### GIVEN ENTRIES
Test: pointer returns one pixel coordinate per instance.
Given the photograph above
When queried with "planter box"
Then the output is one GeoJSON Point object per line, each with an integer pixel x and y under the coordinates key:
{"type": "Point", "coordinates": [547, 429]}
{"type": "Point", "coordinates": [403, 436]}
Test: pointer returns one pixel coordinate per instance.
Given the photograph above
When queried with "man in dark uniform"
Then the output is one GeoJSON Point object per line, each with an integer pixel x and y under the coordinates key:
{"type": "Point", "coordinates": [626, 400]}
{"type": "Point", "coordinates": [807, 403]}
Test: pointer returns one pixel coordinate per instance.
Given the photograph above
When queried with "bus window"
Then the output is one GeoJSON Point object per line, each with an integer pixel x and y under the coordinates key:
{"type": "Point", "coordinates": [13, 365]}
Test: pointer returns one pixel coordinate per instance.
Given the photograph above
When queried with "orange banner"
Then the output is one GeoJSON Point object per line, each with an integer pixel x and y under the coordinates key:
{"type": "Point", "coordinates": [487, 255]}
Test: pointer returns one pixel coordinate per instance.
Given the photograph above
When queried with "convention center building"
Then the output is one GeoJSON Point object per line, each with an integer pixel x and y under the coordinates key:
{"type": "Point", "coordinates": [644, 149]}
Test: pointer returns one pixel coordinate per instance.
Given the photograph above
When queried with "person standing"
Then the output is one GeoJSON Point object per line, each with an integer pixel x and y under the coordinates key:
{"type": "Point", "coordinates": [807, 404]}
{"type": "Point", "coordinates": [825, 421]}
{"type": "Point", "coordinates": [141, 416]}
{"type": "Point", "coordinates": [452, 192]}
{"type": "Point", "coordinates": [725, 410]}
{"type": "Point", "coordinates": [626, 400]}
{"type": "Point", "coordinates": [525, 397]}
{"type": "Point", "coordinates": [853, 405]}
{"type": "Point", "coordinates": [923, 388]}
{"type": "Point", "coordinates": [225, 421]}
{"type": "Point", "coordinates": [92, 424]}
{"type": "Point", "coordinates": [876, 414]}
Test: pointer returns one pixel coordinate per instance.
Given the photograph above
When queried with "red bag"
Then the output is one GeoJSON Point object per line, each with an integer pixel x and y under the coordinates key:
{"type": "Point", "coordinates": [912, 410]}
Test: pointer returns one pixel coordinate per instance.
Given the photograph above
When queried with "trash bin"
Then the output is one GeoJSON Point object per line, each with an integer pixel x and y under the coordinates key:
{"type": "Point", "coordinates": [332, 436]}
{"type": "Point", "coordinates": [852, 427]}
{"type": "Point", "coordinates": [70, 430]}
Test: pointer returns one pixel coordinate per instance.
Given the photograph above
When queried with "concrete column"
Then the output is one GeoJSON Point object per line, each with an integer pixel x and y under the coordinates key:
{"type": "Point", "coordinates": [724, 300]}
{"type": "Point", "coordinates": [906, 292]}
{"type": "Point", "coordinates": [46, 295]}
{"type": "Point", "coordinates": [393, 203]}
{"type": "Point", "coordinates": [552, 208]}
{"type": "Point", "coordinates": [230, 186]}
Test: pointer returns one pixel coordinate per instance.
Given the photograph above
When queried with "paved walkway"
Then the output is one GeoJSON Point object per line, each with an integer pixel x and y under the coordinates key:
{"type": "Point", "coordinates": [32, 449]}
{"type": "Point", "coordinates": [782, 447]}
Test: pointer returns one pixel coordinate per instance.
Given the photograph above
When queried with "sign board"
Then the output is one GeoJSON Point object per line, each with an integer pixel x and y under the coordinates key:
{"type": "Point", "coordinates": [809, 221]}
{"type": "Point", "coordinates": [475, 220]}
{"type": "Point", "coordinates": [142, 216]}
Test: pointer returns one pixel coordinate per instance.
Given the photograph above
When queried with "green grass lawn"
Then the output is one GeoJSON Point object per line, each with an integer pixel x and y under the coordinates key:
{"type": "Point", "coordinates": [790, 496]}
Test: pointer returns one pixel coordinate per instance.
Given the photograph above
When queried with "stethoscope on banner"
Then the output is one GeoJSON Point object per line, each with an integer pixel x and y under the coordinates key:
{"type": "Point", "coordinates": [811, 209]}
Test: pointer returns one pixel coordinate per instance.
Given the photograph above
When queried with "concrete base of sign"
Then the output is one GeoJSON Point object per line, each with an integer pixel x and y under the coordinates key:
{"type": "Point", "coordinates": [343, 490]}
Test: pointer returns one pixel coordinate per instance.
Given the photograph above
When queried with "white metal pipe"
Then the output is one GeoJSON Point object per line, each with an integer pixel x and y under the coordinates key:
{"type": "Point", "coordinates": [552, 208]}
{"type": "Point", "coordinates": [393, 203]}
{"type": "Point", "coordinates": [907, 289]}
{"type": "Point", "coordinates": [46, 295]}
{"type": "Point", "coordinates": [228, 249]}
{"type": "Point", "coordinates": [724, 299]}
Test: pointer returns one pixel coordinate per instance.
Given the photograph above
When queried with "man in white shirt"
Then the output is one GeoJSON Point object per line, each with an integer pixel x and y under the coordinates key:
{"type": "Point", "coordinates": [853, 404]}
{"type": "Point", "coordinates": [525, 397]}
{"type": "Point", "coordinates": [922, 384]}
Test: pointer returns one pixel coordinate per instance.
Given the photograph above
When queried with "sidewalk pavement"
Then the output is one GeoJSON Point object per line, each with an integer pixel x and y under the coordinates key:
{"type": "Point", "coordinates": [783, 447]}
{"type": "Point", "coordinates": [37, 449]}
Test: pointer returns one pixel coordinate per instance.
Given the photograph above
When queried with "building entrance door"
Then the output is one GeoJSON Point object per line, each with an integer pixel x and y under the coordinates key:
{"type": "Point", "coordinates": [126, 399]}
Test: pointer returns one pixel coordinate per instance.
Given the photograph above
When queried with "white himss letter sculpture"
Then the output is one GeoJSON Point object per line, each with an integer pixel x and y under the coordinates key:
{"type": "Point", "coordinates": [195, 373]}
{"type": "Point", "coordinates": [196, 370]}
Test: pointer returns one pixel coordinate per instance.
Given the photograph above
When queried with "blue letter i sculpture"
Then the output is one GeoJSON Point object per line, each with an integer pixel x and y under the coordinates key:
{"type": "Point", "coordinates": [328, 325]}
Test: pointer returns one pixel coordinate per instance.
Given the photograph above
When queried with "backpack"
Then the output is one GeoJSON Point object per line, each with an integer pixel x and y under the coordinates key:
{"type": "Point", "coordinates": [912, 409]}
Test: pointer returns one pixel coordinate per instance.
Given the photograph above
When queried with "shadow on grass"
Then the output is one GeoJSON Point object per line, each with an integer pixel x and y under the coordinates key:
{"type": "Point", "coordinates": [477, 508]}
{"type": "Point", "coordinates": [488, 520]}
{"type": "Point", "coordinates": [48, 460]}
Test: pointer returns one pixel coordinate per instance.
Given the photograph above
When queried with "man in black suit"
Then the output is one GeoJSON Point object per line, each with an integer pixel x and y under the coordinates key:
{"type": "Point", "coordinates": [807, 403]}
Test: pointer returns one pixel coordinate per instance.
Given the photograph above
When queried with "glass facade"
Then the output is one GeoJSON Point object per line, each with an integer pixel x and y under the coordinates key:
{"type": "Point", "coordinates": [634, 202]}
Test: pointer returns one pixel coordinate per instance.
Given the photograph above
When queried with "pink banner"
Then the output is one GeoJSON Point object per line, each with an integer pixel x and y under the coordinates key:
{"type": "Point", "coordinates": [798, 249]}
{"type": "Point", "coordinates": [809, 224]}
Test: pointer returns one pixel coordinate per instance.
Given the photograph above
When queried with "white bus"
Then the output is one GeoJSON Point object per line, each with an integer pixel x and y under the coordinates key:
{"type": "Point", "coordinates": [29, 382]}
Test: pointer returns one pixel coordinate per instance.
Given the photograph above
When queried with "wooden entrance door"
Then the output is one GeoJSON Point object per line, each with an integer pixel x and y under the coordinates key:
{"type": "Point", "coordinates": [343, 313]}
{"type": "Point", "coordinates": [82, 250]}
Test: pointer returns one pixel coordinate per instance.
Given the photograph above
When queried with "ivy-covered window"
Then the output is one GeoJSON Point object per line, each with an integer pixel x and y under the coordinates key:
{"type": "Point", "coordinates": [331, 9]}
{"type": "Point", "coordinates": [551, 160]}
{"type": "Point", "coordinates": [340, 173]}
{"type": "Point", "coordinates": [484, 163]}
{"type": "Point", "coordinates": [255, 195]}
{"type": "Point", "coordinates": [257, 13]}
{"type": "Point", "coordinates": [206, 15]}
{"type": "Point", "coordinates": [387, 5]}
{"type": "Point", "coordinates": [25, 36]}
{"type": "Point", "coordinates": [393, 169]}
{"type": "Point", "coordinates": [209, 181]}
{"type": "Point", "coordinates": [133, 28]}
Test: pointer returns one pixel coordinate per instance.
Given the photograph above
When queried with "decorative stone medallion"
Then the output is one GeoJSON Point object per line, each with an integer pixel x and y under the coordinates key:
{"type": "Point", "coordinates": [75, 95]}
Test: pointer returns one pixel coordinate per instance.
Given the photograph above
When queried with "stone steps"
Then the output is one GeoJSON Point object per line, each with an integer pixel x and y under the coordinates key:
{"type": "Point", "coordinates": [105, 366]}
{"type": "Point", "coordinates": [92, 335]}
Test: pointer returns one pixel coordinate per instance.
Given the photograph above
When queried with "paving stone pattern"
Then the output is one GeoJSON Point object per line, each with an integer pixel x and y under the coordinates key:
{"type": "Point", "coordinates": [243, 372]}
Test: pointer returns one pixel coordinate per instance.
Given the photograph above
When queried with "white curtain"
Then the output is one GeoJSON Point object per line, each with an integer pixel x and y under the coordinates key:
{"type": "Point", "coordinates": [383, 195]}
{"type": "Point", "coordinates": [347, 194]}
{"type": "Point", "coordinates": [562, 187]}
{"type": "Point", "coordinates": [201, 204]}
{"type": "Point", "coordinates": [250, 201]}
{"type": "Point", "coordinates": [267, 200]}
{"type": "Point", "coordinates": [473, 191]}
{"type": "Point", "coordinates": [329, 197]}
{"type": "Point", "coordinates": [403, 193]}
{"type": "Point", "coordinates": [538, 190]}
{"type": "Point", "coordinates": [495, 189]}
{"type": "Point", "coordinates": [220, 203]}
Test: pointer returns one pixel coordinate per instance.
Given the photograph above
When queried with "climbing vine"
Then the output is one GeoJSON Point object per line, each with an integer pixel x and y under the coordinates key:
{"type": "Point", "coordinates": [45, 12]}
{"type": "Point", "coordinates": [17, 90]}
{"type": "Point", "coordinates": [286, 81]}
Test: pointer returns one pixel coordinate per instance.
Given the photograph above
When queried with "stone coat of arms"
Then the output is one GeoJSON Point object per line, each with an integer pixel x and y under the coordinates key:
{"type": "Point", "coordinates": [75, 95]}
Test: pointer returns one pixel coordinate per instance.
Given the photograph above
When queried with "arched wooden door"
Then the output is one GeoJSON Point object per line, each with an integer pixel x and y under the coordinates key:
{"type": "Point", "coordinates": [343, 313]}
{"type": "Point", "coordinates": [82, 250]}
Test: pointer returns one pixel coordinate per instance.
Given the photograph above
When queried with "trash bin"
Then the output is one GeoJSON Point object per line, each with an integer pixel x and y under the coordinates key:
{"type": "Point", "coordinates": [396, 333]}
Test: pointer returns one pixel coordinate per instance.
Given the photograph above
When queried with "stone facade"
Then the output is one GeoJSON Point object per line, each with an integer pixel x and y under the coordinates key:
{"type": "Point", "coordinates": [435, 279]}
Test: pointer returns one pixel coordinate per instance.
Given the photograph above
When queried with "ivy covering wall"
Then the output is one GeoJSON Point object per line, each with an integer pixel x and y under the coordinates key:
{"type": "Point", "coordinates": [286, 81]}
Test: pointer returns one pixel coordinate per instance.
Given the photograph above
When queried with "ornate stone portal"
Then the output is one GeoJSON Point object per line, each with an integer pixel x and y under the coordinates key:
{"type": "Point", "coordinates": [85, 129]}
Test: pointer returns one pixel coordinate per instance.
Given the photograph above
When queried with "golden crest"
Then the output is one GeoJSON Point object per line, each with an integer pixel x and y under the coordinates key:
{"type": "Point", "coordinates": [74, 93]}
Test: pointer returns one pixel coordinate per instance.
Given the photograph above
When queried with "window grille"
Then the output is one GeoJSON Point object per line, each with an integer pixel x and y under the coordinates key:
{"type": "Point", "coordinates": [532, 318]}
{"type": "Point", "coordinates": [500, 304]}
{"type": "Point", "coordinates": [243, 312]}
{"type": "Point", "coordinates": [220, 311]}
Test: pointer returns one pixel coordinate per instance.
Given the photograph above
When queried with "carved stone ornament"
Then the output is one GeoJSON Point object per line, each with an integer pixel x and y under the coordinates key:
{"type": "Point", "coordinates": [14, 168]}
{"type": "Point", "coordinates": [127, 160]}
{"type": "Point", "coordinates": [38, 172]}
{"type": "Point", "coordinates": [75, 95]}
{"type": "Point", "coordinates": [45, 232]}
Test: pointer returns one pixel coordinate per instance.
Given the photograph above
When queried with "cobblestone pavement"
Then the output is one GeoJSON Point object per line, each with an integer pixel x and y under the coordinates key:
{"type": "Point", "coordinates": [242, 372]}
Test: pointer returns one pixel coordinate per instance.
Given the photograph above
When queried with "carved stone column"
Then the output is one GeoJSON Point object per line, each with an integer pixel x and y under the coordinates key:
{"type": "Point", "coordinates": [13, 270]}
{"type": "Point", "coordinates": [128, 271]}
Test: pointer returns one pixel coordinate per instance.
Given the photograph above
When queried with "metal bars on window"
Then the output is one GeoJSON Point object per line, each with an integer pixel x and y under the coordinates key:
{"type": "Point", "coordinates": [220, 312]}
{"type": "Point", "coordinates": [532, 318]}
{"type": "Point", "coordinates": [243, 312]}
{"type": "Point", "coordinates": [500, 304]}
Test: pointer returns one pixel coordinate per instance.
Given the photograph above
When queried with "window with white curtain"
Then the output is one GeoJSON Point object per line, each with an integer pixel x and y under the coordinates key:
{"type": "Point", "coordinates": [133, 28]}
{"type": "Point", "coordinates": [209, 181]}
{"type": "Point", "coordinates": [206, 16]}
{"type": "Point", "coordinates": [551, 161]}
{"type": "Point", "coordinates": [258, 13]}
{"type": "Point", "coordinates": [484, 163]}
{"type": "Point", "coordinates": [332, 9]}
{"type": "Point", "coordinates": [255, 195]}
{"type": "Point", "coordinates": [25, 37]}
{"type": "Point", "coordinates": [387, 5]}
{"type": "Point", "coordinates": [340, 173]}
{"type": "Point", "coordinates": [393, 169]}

### PROBLEM TO WORK ON
Find each line in the material above that contains the word "wooden" and copy those lines out in full. Match capital and small letters exactly.

### FULL SOLUTION
When queried with "wooden entrance door"
When queried with "arched wooden door"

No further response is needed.